* **Problem set**:
[1] In the planar motion passage, how is a particle's speed defined?
[2] Copy from the planar motion passage, word for word, the stretch from "## Applications of" through "coordinate axes, respectively.".

* **Reading passage**:
# Calculus

## Applications of the Derivative # Planar Motion

## Position and Trajectory

Suppose a particle moves in a plane. Then its position can be expressed as

${\mathbf{r} = x\mathbf{i} + y\mathbf{j}},$

where x, y are the Cartesian coordinates and i, j are the unit vectors along the x- and y- coordinate axes, respectively.

As the coordinates x, y depend on time, we can write the position vector in parametric form:

$\mathbf{r} = x\left( t \right)\mathbf{i} + y\left( t \right)\mathbf{j}.$

This vector equation defines the trajectory of the particle.

## Velocity and Speed

The velocity $$\mathbf{v}$$ for a particle is defined as the time derivative of the particle's position vector, that is

$\mathbf{v} = \frac{{d\mathbf{r}}}{{dt}}.$

In coordinate form, it is given by

$\mathbf{v} = \frac{{dx}}{{dt}}\mathbf{i} + \frac{{dy}}{{dt}}\mathbf{j},$

where $${v_x} = \frac{{dx}}{{dt}},$$ $${v_y} = \frac{{dy}}{{dt}}$$ are components of the velocity vector.

The particle's speed $$v$$ is a scalar quantity. It is defined as the magnitude of the velocity:

${v = \sqrt {v_x^2 + v_y^2} = \sqrt {{{\left( {\frac{{dx}}{{dt}}} \right)}^2} + {{\left( {\frac{{dy}}{{dt}}} \right)}^2}} .}$

## Acceleration

The acceleration $$\mathbf{a}$$ for a particle is defined as the time derivative of the particle's velocity vector:

$\mathbf{a} = \frac{{d\mathbf{v}}}{{dt}} = \frac{{{d^2}\mathbf{r}}}{{d{t^2}}}.$

In case when $$\mathbf{v}$$ is written in coordinate form, the acceleration is given by

$\mathbf{a} = \frac{{d{v_x}}}{{dt}}\mathbf{i} + \frac{{d{v_y}}}{{dt}}\mathbf{j} = \frac{{{d^2}x}}{{d{t^2}}}\mathbf{i} + \frac{{{d^2}y}}{{d{t^2}}}\mathbf{j},$

where $${a_x} = \frac{{d{v_x}}}{{dt}} = \frac{{{d^2}x}}{{d{t^2}}},$$ $${a_y} = \frac{{d{v_y}}}{{dt}} = \frac{{{d^2}y}}{{d{t^2}}}$$ are components of the acceleration vector.

* **Stored rows**:

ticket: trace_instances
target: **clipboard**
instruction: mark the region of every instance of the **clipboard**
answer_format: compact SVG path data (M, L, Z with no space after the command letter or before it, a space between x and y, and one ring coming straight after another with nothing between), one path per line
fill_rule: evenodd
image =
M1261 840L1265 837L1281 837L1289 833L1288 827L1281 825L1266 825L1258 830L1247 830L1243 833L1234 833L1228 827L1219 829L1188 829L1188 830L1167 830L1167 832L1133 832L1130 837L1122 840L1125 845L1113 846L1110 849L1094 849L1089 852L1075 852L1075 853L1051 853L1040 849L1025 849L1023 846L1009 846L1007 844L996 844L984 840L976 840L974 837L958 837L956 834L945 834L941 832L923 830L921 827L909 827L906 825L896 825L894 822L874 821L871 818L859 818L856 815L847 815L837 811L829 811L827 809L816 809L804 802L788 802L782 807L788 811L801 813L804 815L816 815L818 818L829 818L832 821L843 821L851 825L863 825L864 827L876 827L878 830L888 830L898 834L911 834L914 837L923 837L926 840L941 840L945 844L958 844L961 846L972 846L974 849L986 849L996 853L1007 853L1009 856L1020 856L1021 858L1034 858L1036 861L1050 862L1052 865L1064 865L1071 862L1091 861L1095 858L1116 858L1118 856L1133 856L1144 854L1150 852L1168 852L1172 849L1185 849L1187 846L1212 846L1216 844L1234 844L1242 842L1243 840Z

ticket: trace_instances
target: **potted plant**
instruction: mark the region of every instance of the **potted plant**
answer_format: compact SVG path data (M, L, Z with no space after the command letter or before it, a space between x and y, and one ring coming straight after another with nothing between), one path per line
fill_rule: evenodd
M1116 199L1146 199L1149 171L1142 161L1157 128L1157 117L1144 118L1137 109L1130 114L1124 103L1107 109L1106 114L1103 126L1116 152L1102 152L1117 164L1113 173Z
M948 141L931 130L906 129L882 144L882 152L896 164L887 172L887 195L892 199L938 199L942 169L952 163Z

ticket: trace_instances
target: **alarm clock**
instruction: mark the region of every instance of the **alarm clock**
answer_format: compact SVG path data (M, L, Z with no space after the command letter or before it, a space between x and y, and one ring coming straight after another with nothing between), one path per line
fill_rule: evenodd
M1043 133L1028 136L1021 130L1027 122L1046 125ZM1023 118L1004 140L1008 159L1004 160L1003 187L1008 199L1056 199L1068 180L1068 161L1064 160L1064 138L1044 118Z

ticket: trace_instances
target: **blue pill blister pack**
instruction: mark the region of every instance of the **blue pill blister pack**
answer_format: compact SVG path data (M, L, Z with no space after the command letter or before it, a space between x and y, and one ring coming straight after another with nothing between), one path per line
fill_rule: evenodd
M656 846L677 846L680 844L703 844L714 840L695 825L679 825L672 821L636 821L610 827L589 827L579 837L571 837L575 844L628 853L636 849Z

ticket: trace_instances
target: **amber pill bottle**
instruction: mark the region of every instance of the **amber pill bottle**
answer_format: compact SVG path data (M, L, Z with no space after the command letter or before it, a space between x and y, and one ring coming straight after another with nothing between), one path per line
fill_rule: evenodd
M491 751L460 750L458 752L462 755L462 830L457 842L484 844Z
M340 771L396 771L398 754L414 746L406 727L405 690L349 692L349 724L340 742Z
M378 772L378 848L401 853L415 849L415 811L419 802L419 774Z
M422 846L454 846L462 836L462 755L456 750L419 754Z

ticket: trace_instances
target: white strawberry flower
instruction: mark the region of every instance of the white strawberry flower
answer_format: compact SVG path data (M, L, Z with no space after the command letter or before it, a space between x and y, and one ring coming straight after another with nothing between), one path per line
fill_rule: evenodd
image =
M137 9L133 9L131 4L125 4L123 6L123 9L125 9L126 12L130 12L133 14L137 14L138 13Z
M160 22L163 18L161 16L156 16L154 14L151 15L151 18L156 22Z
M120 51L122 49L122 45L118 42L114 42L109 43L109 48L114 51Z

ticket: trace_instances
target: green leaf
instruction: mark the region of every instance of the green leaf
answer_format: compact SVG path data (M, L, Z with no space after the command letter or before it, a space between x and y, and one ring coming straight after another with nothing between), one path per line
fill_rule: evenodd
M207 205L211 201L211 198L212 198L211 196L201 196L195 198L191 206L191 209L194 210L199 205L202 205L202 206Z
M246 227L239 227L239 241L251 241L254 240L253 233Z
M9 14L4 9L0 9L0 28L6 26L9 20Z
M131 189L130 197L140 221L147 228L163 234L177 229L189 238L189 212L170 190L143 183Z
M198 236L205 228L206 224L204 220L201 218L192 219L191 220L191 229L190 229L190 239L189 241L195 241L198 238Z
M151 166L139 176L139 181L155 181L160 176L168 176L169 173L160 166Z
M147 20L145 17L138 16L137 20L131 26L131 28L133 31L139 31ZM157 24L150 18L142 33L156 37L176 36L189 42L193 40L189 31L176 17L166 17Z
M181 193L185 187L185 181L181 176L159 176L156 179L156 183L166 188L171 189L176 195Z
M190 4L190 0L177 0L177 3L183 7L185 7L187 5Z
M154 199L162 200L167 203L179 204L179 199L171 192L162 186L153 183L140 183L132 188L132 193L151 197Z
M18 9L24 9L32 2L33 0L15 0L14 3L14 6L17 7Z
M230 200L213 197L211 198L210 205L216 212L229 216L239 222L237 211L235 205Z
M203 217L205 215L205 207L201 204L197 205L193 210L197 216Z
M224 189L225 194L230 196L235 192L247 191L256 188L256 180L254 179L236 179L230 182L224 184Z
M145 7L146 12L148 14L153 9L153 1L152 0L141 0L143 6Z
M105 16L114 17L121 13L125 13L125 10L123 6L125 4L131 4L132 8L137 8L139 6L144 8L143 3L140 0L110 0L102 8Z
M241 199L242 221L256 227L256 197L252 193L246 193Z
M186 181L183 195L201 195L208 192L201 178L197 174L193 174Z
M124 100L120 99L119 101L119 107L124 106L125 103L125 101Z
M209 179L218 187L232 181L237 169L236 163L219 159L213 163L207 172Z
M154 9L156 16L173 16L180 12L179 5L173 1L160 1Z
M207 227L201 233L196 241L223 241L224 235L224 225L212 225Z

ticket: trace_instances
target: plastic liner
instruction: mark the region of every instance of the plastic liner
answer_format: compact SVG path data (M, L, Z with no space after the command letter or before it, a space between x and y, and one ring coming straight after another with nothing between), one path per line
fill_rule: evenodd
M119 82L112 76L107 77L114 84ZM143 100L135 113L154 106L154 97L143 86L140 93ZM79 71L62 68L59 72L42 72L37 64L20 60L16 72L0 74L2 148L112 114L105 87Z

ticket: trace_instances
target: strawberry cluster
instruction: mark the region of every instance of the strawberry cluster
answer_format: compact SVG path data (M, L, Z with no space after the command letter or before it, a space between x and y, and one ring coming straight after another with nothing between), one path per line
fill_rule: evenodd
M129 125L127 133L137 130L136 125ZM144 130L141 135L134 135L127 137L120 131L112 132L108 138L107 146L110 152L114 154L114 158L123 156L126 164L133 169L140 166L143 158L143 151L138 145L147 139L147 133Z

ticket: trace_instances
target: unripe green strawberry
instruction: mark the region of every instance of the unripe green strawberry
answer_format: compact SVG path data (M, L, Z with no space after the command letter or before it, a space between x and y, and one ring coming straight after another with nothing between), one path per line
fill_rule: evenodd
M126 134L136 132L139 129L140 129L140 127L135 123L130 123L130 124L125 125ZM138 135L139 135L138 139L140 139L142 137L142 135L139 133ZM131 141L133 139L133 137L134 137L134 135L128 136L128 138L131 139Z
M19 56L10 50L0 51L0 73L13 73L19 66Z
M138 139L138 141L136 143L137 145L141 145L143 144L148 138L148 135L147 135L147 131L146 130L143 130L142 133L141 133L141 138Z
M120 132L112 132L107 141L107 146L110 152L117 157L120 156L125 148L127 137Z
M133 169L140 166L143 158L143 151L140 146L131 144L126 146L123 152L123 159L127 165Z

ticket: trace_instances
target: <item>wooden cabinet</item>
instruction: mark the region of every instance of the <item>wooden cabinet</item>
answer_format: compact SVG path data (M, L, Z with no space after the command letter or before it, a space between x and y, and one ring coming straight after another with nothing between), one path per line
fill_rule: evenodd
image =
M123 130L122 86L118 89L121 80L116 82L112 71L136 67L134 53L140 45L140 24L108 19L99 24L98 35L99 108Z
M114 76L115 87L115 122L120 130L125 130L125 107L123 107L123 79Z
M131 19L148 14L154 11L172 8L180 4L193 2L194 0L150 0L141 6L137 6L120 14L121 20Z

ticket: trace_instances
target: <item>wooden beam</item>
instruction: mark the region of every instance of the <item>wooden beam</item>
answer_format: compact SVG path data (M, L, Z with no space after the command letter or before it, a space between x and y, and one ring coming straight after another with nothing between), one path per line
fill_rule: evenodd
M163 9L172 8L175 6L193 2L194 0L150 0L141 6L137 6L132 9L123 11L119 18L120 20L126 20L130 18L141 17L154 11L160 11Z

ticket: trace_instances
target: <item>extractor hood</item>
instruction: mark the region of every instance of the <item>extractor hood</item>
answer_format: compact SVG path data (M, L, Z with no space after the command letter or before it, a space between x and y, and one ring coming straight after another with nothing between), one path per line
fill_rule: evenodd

* **Final results**:
[1] It is defined as the magnitude of the velocity.

[2]
## Applications of the Derivative # Planar Motion

## Position and Trajectory

Suppose a particle moves in a plane. Then its position can be expressed as

${\mathbf{r} = x\mathbf{i} + y\mathbf{j}},$

where x, y are the Cartesian coordinates and i, j are the unit vectors along the x- and y- coordinate axes, respectively.